╭─ Data to examine

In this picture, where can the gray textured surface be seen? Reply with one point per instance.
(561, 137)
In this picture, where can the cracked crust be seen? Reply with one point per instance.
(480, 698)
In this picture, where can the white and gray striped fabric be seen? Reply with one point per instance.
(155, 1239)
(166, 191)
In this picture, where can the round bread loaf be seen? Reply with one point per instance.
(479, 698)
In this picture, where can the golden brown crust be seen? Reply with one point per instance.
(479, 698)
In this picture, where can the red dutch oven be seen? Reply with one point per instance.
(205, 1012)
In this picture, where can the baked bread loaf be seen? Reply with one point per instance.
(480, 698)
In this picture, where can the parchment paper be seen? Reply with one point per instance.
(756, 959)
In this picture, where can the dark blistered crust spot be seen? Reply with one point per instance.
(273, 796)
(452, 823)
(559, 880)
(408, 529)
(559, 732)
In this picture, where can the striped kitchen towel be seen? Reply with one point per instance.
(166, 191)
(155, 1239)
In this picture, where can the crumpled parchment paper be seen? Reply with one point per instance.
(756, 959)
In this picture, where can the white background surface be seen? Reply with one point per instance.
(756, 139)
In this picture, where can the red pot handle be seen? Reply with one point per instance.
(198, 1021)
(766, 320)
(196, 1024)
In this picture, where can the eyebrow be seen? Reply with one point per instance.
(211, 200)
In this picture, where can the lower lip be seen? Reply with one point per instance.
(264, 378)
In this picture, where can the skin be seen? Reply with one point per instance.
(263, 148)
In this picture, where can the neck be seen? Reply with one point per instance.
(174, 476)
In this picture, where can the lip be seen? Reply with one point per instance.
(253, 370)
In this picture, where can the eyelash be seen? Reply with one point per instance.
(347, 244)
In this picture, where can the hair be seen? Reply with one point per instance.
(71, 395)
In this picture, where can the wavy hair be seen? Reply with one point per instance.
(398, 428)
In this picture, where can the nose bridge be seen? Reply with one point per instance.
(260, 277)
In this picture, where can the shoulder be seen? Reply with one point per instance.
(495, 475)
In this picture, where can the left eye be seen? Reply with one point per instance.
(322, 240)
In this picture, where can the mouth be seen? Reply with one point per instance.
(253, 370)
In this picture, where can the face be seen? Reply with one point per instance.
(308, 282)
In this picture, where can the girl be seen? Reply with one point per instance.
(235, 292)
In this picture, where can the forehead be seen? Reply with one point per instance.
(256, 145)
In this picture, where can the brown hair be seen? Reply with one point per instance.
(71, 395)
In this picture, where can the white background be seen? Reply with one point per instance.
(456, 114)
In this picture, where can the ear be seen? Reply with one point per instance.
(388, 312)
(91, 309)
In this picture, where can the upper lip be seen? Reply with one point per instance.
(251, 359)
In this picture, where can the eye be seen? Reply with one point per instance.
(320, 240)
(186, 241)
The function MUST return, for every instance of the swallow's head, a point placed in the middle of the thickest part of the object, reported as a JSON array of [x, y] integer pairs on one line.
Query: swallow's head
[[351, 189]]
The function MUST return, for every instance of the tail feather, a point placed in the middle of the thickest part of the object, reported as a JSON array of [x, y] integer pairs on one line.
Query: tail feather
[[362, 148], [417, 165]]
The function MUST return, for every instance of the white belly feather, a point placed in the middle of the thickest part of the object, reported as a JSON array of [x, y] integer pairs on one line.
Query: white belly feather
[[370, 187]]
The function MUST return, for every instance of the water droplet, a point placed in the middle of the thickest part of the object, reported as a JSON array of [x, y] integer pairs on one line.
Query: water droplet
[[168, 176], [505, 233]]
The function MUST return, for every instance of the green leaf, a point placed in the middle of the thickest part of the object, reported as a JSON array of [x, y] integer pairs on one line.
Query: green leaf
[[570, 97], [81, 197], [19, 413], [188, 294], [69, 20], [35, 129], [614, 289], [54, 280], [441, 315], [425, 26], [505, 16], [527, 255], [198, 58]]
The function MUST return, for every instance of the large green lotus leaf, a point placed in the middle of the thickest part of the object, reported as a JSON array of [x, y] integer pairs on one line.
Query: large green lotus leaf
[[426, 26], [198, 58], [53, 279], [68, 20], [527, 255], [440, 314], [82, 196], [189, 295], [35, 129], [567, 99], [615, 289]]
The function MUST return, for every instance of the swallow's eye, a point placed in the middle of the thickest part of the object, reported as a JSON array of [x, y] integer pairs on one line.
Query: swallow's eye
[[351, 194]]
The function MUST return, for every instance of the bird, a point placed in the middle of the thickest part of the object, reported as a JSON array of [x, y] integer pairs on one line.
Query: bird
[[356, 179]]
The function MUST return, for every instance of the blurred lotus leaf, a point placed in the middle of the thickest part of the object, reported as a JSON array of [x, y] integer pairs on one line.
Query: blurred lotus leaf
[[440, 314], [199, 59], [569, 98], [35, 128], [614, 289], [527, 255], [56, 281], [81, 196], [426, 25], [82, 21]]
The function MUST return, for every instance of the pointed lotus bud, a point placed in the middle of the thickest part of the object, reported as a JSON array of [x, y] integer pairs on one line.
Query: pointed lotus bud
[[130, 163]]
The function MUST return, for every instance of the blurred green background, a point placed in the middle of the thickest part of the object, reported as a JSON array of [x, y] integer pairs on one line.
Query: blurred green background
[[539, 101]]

╰─

» **What is required**: Output each line of the data exactly as it stands above.

» **The answer**:
In this picture, where can the gray textured surface be seen? Reply with one point per instance.
(561, 137)
In this picture, where can the cracked crust be seen? Reply with one point per instance.
(480, 698)
In this picture, where can the white and gray striped fabric be seen? Reply with one point per instance.
(155, 1239)
(166, 191)
In this picture, where can the round bread loaf be seen? Reply with one point per instance.
(479, 698)
In this picture, where can the golden brown crust be seen? Reply with one point per instance.
(479, 698)
In this picture, where can the red dutch oven be seen? Reply with one point per instance.
(205, 1012)
In this picture, where can the baked bread loaf be seen? Reply with one point per instance.
(480, 698)
In this picture, where can the parchment paper be seen? Reply with one point per instance.
(756, 959)
In this picture, where can the dark blistered crust spot be seen? Reply with one point per instance.
(273, 796)
(452, 823)
(559, 880)
(408, 529)
(559, 732)
In this picture, where can the striped kitchen towel be seen? Reply with one point per instance.
(166, 191)
(155, 1239)
In this picture, where can the crumpled parchment paper be seen? Reply with one point per instance.
(756, 959)
In this picture, where can the white background surface be seen? Reply with one point per instance.
(756, 139)
In this picture, where can the red pot handle be seen? Reply with one point per instance.
(198, 1021)
(766, 320)
(196, 1024)
In this picture, where can the eyebrow be seen? Reply with one point per instance.
(211, 200)
In this picture, where can the lower lip be seen? Reply with one point per instance.
(264, 378)
In this picture, where can the skin be seen? Reply with one point per instance.
(263, 148)
In this picture, where can the neck be seen? Reply with one point per instance.
(174, 476)
In this picture, where can the lip be seen? Reply with one point per instance.
(253, 370)
In this picture, where can the eyelash be seen? Reply with one point per instance.
(347, 244)
In this picture, where can the hair be seen? Reply with one point per instance.
(71, 395)
In this picture, where can the wavy hair be seen? Reply with one point per instance.
(398, 428)
In this picture, where can the nose bridge be seen? Reply with one point per instance.
(260, 277)
In this picture, where can the shoulder be seen? Reply with one point per instance.
(495, 475)
In this picture, where can the left eye be seen? Reply with one point per instance.
(322, 240)
In this picture, where can the mouth be seen? Reply with one point per instance.
(253, 370)
In this picture, where can the face be seen? Reply with one point per instance.
(308, 282)
In this picture, where can the girl be seen? Reply with one point per instance.
(235, 292)
In this picture, where can the forehead be seen? Reply with one point per instance.
(256, 145)
In this picture, where can the brown hair be seen? Reply with one point per instance.
(71, 395)
In this picture, where can the white background be seen? Reply with one point per instance.
(456, 114)
In this picture, where can the ear be seen? Reply with one point per instance.
(388, 312)
(91, 309)
In this picture, where can the upper lip be seen? Reply with one point per instance.
(251, 359)
In this picture, where can the eye be seen? Reply with one point per instance.
(320, 240)
(186, 241)
The function MUST return, for every instance of the swallow's head, a point placed in the middle of the thickest part of the object, reported as a JSON array of [x, y] integer pairs on one line.
Query: swallow's head
[[351, 189]]
The function MUST return, for every instance of the tail feather, a point placed in the middle of the thickest part of the object, reported as a JSON array of [x, y] integer pairs on one line.
Query: tail feather
[[362, 148], [417, 165]]
The function MUST return, for every instance of the white belly feather, a point placed in the middle of the thickest part of the object, reported as a JSON array of [x, y] integer pairs on one line.
Query: white belly feather
[[370, 187]]
The function MUST return, for every instance of the water droplet, a point placed in the middle of the thickest part of the object, reported as a JSON array of [x, y] integer pairs on one line.
Query: water droplet
[[168, 176], [505, 233]]
The function MUST return, for every instance of the green leaf, a point placed in the middle of the thickest part of the object, reported as a JSON array of [x, y] integer pairs on one line.
Query: green leaf
[[570, 97], [81, 197], [19, 413], [188, 294], [69, 20], [35, 129], [614, 289], [54, 280], [441, 315], [425, 26], [505, 16], [527, 255], [198, 58]]
The function MUST return, for every instance of the large green lotus leaf, a point placed in the middle of the thickest part of the object, reported as a JSON array of [x, y] integer pairs on one line.
Query: large green lotus leaf
[[426, 26], [198, 58], [53, 279], [68, 20], [527, 255], [440, 314], [82, 196], [189, 295], [35, 129], [567, 99], [615, 289]]
The function MUST return, for every instance of the swallow's eye, a point placed in the middle of the thickest part of the object, reported as a JSON array of [x, y] integer pairs on one line.
Query: swallow's eye
[[351, 194]]
The function MUST return, for every instance of the bird, a point placed in the middle of the thickest part of the object, reported as a JSON array of [x, y] integer pairs on one line.
Query: bird
[[356, 179]]
The function MUST return, for every instance of the blurred lotus leaf, a point placed in the middle of the thickest part of the object, reported as a JSON array of [x, y] integer pairs on one line.
Query: blurred lotus leaf
[[440, 314], [199, 59], [569, 98], [35, 128], [614, 289], [527, 255], [56, 281], [81, 196], [426, 25], [82, 21]]
The function MUST return, for every instance of the pointed lotus bud, a point placed in the middle of the thickest part of the object, reported as a JSON array of [x, y] integer pairs on one line.
Query: pointed lotus bud
[[130, 163]]
The function MUST return, for every instance of the blurred green background, a point placed in the middle of the thickest part of the object, reported as a JSON array of [x, y] integer pairs on one line.
Query: blurred green background
[[539, 101]]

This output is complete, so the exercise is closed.